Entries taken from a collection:
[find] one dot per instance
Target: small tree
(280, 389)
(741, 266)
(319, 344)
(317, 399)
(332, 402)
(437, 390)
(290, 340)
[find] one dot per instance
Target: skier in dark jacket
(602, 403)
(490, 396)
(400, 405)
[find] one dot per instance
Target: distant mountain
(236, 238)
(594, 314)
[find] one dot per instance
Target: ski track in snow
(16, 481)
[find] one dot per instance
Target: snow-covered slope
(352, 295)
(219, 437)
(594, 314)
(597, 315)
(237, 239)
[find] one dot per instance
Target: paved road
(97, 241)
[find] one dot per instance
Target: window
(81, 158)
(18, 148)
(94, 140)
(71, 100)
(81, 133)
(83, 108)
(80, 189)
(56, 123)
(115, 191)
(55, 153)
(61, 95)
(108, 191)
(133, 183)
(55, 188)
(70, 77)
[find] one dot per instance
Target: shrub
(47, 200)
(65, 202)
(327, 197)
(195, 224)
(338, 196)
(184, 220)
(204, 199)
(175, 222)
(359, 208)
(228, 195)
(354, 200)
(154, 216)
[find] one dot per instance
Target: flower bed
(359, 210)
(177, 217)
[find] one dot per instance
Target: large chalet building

**Exercise aim:**
Retype the data in full, and keep every line identical to the original.

**Solution for this problem:**
[find] one dot per instance
Target: small tree
(280, 389)
(741, 266)
(319, 344)
(317, 399)
(332, 402)
(437, 390)
(290, 340)
[find] one dot per instance
Target: skier in dark jacket
(602, 403)
(490, 396)
(400, 405)
[find] one dot per instance
Target: distant mountain
(236, 238)
(594, 314)
[find] one dot per instance
Target: ski track in snow
(16, 481)
[find] one dot per instance
Target: snow-covered slope
(352, 295)
(219, 437)
(594, 314)
(597, 315)
(237, 239)
[find] one dot per instance
Target: paved road
(97, 241)
[find] one dot per instance
Target: window
(81, 158)
(18, 148)
(94, 140)
(71, 100)
(81, 133)
(83, 108)
(80, 189)
(56, 123)
(115, 191)
(55, 153)
(61, 95)
(108, 191)
(133, 183)
(55, 188)
(70, 77)
[find] one dot per instance
Target: shrub
(47, 200)
(65, 202)
(327, 197)
(195, 224)
(338, 196)
(184, 220)
(204, 199)
(175, 222)
(359, 208)
(228, 195)
(354, 200)
(154, 216)
[find] one dot per instance
Target: flower bed
(359, 210)
(177, 217)
[find] one dot per instance
Target: large chalet building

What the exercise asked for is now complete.